TASK DESCRIPTION: Copy the material from the line with "# test: mark the black pickup" to the line with "point(15, 230)", substituting "silver car" for "white car" and changing nothing else.

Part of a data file
======
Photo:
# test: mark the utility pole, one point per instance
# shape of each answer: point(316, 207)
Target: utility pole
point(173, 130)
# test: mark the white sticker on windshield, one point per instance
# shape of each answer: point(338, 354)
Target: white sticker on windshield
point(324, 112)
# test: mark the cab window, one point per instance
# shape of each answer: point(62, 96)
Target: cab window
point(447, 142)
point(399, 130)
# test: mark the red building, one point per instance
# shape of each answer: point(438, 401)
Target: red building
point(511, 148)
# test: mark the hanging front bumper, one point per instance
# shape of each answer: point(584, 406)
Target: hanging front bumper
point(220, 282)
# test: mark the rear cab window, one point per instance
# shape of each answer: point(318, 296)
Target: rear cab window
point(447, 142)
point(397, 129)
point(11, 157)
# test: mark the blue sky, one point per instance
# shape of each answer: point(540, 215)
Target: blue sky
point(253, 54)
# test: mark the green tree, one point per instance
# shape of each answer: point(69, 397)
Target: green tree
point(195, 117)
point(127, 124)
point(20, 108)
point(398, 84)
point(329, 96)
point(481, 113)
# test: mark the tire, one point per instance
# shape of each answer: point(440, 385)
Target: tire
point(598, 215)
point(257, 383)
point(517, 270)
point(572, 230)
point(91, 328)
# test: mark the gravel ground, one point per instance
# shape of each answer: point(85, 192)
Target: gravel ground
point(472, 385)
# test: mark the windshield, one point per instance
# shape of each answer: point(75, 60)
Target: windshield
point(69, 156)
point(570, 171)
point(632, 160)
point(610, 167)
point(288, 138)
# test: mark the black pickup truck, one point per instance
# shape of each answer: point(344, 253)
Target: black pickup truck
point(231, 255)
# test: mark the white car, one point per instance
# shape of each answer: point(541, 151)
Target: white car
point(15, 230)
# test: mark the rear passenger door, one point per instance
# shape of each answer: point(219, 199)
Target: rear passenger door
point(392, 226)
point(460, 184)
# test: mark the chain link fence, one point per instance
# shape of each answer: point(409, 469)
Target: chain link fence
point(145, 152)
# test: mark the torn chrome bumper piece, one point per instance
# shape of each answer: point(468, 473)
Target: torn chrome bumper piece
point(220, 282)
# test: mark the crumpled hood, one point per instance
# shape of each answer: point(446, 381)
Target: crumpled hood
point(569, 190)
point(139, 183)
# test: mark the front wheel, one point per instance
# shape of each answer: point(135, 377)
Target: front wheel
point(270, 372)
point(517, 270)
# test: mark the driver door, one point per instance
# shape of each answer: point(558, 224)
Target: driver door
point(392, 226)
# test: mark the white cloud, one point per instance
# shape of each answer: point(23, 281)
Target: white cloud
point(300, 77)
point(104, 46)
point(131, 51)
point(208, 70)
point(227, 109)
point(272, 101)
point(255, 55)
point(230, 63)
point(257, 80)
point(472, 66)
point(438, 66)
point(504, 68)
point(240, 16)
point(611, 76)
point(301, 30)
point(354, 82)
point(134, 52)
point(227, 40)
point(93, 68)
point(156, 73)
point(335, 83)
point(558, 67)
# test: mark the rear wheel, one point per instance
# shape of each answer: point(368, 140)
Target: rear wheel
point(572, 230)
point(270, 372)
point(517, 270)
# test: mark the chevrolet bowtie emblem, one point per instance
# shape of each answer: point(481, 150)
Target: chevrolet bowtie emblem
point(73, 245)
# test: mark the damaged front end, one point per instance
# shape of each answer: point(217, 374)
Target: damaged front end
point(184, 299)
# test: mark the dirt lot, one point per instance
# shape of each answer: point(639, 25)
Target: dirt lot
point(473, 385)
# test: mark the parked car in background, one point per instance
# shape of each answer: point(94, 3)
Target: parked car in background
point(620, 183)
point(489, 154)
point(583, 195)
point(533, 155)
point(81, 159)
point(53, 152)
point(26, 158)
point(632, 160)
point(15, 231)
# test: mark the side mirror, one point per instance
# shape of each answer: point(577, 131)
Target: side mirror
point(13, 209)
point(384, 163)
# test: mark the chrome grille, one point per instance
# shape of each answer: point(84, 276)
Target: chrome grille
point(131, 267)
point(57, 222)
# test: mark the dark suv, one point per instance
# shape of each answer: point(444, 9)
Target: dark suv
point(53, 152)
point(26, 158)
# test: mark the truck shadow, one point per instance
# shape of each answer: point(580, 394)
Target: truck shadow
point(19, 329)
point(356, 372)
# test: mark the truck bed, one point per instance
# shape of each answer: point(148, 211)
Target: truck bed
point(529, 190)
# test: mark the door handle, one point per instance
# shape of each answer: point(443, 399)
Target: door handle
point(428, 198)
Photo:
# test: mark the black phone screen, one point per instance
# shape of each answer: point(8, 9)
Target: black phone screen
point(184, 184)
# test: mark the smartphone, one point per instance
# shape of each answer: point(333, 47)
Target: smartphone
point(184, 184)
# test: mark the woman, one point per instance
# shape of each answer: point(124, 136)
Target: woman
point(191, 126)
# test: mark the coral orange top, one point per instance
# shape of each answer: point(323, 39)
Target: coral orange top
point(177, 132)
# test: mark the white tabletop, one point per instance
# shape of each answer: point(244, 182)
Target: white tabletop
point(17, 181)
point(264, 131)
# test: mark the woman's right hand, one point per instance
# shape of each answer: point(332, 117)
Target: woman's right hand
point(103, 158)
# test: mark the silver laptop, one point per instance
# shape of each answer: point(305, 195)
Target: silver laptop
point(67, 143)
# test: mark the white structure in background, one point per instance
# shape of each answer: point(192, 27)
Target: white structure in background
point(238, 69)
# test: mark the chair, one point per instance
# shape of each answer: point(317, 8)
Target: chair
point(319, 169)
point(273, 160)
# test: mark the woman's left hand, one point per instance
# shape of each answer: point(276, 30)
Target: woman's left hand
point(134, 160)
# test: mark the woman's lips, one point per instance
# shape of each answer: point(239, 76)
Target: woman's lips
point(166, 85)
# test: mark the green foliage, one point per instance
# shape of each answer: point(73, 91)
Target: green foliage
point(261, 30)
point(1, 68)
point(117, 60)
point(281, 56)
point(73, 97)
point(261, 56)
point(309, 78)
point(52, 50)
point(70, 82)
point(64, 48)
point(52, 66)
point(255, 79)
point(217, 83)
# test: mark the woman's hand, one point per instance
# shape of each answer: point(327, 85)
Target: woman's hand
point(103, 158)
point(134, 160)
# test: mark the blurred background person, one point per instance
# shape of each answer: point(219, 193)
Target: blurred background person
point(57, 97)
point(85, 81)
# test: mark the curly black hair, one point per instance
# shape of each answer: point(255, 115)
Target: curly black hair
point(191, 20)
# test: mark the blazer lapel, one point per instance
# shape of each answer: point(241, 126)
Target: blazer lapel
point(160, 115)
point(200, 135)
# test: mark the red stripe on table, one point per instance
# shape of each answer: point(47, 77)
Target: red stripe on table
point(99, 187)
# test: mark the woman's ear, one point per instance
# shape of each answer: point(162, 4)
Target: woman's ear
======
FULL ANSWER:
# test: mark the black pickup truck, one point per instance
# shape of each answer: point(344, 253)
Target: black pickup truck
point(231, 255)
# test: mark the silver car, one point per instance
# shape of each answer: point(541, 151)
Target: silver car
point(15, 230)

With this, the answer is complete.